Start DATA LINES

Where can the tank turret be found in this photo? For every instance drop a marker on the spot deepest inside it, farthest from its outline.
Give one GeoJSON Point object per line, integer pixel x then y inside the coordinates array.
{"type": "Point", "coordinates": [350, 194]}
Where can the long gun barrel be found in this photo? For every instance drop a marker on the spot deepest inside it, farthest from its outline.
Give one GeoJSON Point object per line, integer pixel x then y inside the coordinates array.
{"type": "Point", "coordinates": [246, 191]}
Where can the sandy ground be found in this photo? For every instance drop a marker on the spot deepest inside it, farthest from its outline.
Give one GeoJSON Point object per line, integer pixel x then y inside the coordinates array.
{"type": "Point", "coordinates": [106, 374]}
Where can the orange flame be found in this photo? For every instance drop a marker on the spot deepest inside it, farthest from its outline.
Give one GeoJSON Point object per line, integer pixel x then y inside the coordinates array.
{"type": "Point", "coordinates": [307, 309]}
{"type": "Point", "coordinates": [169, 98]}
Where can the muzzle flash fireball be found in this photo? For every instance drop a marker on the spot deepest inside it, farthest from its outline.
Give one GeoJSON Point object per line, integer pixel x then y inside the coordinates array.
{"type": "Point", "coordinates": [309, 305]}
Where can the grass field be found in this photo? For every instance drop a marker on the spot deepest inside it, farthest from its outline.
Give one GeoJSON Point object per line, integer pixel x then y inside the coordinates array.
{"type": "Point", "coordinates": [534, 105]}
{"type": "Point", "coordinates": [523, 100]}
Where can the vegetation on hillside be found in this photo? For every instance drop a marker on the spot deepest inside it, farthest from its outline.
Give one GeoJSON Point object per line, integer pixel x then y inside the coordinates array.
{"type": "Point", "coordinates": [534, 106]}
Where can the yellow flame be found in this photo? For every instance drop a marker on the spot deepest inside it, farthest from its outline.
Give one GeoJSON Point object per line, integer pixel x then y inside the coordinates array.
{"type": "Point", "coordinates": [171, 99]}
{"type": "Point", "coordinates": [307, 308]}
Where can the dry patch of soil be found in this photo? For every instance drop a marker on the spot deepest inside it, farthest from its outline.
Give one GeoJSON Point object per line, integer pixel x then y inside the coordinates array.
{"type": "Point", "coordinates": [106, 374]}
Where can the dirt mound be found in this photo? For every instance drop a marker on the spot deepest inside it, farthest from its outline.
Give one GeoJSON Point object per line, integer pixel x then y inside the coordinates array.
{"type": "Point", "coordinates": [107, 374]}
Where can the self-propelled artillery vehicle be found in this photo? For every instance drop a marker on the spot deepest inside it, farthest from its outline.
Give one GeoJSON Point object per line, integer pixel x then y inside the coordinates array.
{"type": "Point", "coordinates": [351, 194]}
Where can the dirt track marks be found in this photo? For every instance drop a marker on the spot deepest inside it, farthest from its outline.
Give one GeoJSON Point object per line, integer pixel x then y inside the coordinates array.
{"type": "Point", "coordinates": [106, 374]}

End DATA LINES

(THE PROBLEM) Render the entire listing above as a two-column CSV with the header row instruction,markers. Give one row per labeled object, placing its full instruction wording in one quoted field and its GeoJSON points in the other, with line breaks replaced by spaces.

(CORRECT RESPONSE)
instruction,markers
"Where can the tank turret be found in this photo? For every instance drop a marker on the spot deepest inside it, farthest from its outline. Give one GeoJSON Point object per line, integer pixel x then y inside the coordinates array.","{""type"": ""Point"", ""coordinates"": [350, 194]}"
"Where can the long gun barrel be found in this photo? For every instance drop a marker on the spot deepest inside it, farthest from its outline. Give one GeoJSON Point object per line, integer pixel x then y inside the coordinates array.","{""type"": ""Point"", ""coordinates"": [246, 191]}"
"Where can the sandy ground be found in this photo? For every instance drop a marker on the spot deepest inside it, farthest from its outline. Give one GeoJSON Point object per line, integer pixel x then y inside the coordinates array.","{""type"": ""Point"", ""coordinates"": [106, 374]}"
"Where can the orange flame be found in this photo? For every instance drop a marker on the spot deepest inside it, farthest from its outline. Give one GeoJSON Point object per line, integer pixel x then y inside the coordinates array.","{""type"": ""Point"", ""coordinates"": [307, 309]} {""type"": ""Point"", ""coordinates"": [169, 98]}"
"Where can the muzzle flash fireball be found in this photo? For every instance drop a marker on the spot deepest inside it, farthest from its outline. Give one GeoJSON Point object per line, integer pixel x then y inside the coordinates array.","{""type"": ""Point"", ""coordinates"": [309, 305]}"
"Where can the grass field be found in this photo? For every instance drop a marker on the spot deepest inside it, farthest from its outline. Give one GeoJSON Point object per line, integer pixel x then y inside the coordinates array.","{""type"": ""Point"", ""coordinates"": [534, 105]} {""type"": ""Point"", ""coordinates"": [523, 100]}"
"Where can the vegetation on hillside be found in this photo? For every instance drop a marker on the spot deepest inside it, farthest from its outline. Give one GeoJSON Point object per line, integer pixel x then y inside the coordinates array.","{""type"": ""Point"", ""coordinates"": [534, 106]}"
"Where can the yellow flame be found in this photo? For every instance drop a marker on the spot deepest inside it, farthest from its outline. Give one GeoJSON Point object per line, integer pixel x then y inside the coordinates array.","{""type"": ""Point"", ""coordinates"": [171, 99]} {""type"": ""Point"", ""coordinates"": [307, 308]}"
"Where can the dry patch of soil be found in this photo? For every instance drop a marker on the spot deepest inside it, farthest from its outline. Give one GeoJSON Point object per line, integer pixel x then y inside the coordinates array.","{""type"": ""Point"", ""coordinates"": [106, 374]}"
"Where can the dirt mound be found in this photo? For every instance drop a marker on the spot deepest inside it, farthest from its outline. Give one GeoJSON Point object per line, integer pixel x then y inside the coordinates array.","{""type"": ""Point"", ""coordinates"": [107, 374]}"
"Where can the self-propelled artillery vehicle be found in this photo? For every instance drop a marker on the spot deepest inside it, farthest from its outline. Give one GeoJSON Point object per line, integer pixel x then y inside the coordinates array.","{""type"": ""Point"", ""coordinates"": [351, 194]}"
"Where can the dirt track marks be found in this photo? For every instance drop a marker on the spot deepest inside it, farthest from its outline. Give one GeoJSON Point object per line, integer pixel x then y inside the coordinates array.","{""type"": ""Point"", ""coordinates"": [106, 374]}"